** DOCUMENT EXTRACT **
● ● ● ● ●
16. BARRY LEVINSON (Rain Man, Avalon). 'I Remember Mama is completely outside the zone of things we want to embrace at this time. Because it's sentimental, we discard it. The title alone makes you want to stick your finger down your throat. But it's actually extremely well directed by George Stevens. Irene Dunne gives an exceptional performance, and the film really captures the feeling of a first generation American family."

17. ADRIAN LYNE (Fatal Attraction, Lolita). ''Brief Encounter was admired when it first came out, but people never seem to speak of it today. They talk of David Lean's other movies--the Dickens films and Lawrence of Arabia. But I think Brief Encounter is his best picture. It's the most glorious love story. There's a particular shot that I love, when Trevor Howard has left for the last time, and Celia Johnson runs out onto the platform with the thought of suicide. The camera starts to tilt and keeps tilting, so that you think you're inside her head. I don't know how he got that shot. I met David Lean at Cannes one year, and I asked him about it. At first he claimed not to remember, but when I pressed him, he talked about another director who had ripped that shot off. Lean wasn't the nicest man, but Brief Encounter is still a devastating movie."

18. JOHN FRANKENHEIMER (Andersonville, Seconds). "The Battle of Algiers is unknown today except among real cinephiles. Even most directors have never heard of it. I think the movie has been completely forgotten. But it was never that well-known in this country except among a very highbrow art-house crowd. It's the definitive movie using documentary technique in drama. Pontecorvo did a brilliant job. I run it for every crew before I start a movie,"

19. JAMES TOBACK (screenwriter, Bugsy; writer-director, Fingers). "I like two movies from Charles Bukowski's writings, Barfly and Tales of Ordinary Madness. Both of them are completely uncharacteristic of what movies are supposed to be. They're about what happens after you fall through the bottom, in other movies about characters on the edge of disaster, they usually prevail. In those two movies, by contrast, there's no resurrection. Both movies had directors with an acute, unsentimental feel for that world; it's interesting that both were non-Americans, Barbet Schroeder and Marco Ferreri. Barfly had a few cult supporters, but it came and went quickly. Tales of Ordinary Madness, on the other hand, was completely ridiculed and panned. I guess it's because falling through the bottom is not something most people want to look at. It's like averting your eyes from a homeless person."

20. JOHN CARPENTER (Starman, John Carpenter's Escape From LA.). "The ultimate underrated movie is Orson Welles's Falstaff [aka Chimes at Midnight]. It was destroyed by The New York Times, and it just disappeared. But it's one of Welles's most brilliant films. As usual, Welles ran out of money, the sound is out of sync, it's shot in grainy black and white, but it's a masterpiece. There's great acting by people like John Gielgud and Jeanne Moreau. The battle sequence is one of the most brilliant I've ever seen. I don't know how he got some of the effects. That sequence has an indelible impression on my brain. I thought I'd never do anything as good as that, and I've proved myself right."
● ● ● ● ●
** INPUT MATERIAL **
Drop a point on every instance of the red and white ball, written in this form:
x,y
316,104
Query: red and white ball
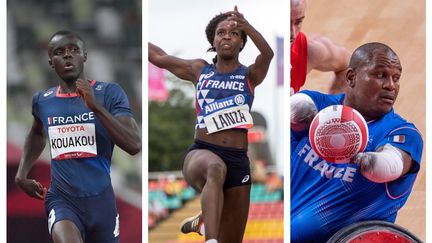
x,y
337,133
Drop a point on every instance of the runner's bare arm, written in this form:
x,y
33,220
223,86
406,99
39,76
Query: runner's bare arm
x,y
123,129
257,71
34,144
182,68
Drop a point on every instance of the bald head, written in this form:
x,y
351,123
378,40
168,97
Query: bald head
x,y
365,53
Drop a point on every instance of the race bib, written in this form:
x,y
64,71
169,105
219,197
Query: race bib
x,y
72,141
231,112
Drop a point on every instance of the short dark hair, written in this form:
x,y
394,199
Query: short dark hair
x,y
366,52
211,30
65,33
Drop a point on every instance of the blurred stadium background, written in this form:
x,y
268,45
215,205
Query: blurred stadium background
x,y
112,32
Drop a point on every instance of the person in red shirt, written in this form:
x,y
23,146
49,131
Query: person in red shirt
x,y
314,52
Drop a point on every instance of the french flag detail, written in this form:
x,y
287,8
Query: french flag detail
x,y
399,139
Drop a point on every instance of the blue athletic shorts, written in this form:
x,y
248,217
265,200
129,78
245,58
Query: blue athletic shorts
x,y
96,217
236,161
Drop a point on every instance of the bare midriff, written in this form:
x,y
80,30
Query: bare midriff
x,y
232,138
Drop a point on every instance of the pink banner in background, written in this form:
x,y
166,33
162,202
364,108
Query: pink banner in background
x,y
156,84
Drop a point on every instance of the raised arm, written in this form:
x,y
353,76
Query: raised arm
x,y
326,56
183,69
34,144
257,71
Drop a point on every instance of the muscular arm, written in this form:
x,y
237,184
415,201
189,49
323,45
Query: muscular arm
x,y
326,56
123,129
257,71
184,69
34,144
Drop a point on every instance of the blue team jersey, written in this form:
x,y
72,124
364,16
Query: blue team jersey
x,y
223,100
80,146
326,197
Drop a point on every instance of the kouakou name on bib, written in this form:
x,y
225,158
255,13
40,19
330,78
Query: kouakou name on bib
x,y
227,113
72,141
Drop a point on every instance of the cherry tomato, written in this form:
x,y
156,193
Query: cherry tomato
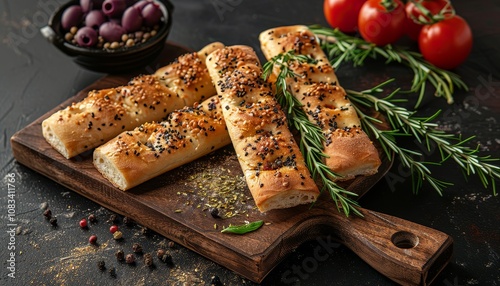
x,y
342,14
380,25
447,43
413,14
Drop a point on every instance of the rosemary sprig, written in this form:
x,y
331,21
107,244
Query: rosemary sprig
x,y
403,122
311,136
341,48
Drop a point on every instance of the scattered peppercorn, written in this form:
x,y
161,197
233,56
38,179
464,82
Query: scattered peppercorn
x,y
83,223
93,239
113,218
130,258
101,265
120,255
127,221
216,281
167,258
117,235
92,218
53,221
47,214
137,248
214,212
112,272
148,259
160,252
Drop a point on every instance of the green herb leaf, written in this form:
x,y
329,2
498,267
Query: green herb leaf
x,y
244,228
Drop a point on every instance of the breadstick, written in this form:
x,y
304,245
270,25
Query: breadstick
x,y
152,149
350,152
271,161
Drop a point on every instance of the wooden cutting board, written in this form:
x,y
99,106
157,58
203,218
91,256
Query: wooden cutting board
x,y
177,205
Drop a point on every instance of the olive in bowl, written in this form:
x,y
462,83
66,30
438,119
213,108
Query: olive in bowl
x,y
110,36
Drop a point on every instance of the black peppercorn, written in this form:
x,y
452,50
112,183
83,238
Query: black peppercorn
x,y
127,221
47,213
137,248
120,255
148,259
216,281
113,218
101,265
160,252
53,221
130,258
112,272
214,212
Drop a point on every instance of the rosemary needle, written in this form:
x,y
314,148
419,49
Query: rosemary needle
x,y
404,123
341,48
311,136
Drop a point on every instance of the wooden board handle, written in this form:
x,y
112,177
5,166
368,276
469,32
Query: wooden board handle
x,y
405,252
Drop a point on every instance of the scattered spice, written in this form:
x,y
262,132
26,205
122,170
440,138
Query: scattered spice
x,y
101,265
93,239
130,258
127,221
53,221
137,248
117,235
160,252
113,218
83,223
92,218
120,255
215,281
148,259
214,212
47,214
112,272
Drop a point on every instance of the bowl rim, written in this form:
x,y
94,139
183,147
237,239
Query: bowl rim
x,y
73,50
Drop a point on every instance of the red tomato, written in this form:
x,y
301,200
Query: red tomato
x,y
343,14
413,13
379,25
447,43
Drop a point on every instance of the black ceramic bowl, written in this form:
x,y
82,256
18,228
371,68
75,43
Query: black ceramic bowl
x,y
121,60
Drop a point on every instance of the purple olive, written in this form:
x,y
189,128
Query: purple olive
x,y
95,19
86,37
111,32
139,5
132,19
97,4
72,16
114,8
152,14
130,2
86,5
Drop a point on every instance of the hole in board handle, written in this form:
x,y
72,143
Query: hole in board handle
x,y
404,239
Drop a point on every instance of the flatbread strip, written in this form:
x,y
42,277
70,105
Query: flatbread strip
x,y
105,113
152,149
274,168
350,151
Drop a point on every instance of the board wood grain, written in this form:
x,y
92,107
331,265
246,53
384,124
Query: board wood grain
x,y
176,205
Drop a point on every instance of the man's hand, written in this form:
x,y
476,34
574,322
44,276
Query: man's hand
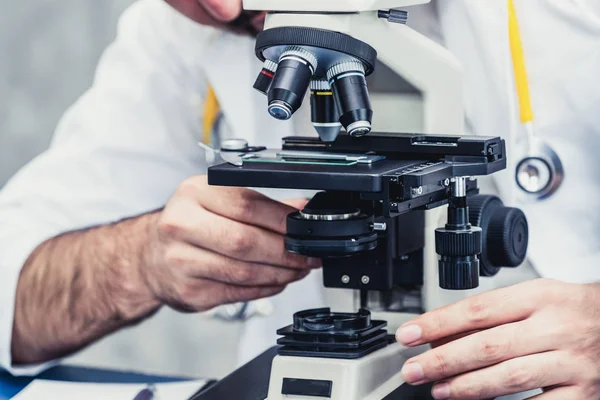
x,y
207,247
539,334
218,245
217,13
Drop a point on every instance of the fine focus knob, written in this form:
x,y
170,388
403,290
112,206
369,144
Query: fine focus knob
x,y
505,233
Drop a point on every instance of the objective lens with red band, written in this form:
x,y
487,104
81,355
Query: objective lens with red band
x,y
265,78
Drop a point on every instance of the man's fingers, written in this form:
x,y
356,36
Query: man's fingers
x,y
441,342
480,350
510,377
197,263
483,311
561,393
298,204
222,10
243,205
232,239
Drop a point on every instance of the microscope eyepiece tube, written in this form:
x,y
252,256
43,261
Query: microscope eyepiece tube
x,y
292,78
324,114
351,95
● ● ● ● ●
** TASK INSTRUCTIONS **
1 > Count the lines of the records that contain the string "cutting", matching case exactly, and give only the number.
2 > Carry the piece on overlooked films chosen by directors forward from the point where it ends.

** ANSWER SET **
1 > 2

2 >
21. CLIVE BARKER (Hellraiser, Lord of Illusions). "Not every underrated movie is obscure. Sometimes an underrated movie can be hiding in plain sight, I would pick Cleopatra. Because of all the notoriety surrounding the production, the film itself was overshadowed. My dad took me to see it when it first came out. I go back to it annually, and it's still magnificent. It represents world-making on a level that Hollywood can never achieve again. The movie has wild physical pizzazz and kitsch and grandeur. The further we get from historical movies, the more they seem like wonderful mechanisms. Nobody talks about Queen Christina or The Scarlet Empress as historical realism. I think we're now far enough from Cleopatra to see it as a beautiful artifact--a completely entered-into fantasy. It's about spectacle and breasts, the massage scene, the battle at sea. What's not to like?"

22. PEN DENSHAM (The Kiss, Moll Flanders). "Things to Come is one of the first science-fiction films. I'm a fan of the producer, Alexander Korda; he was the Selznick of the British film industry, a man of great intelligence. It was directed by William Cameron Menzies. It has a wonderful pacifist story by H.G, Wells; it predicted the coming of World War II. Because it came out of England, it didn't get the attention of American science-fiction films. But it has all epic scope and daring. It's a totally visionary work that had an influence on all the Lucases and Spielbergs who came later."

23. DAVID O. RUSSELL (Flirting With Disaster, Spanking the Monkey), "The Heartbreak Kid may have been well received when it first came out, but I never hear people talk about it anymore. It has great acting, unpretentious direction, and it's darker than anything else Neil Simon ever wrote. I think the reason it's been forgotten is that people focus so much on directors today, whereas I feel all directors are very hot and cold. It's not that I love Elaine May's work in general. I just love this movie. Shampoo is another movie from the same period that people have forgotten. Both of those movies had classically '70s unsettling endings. Nobody does dark endings in comedy anymore."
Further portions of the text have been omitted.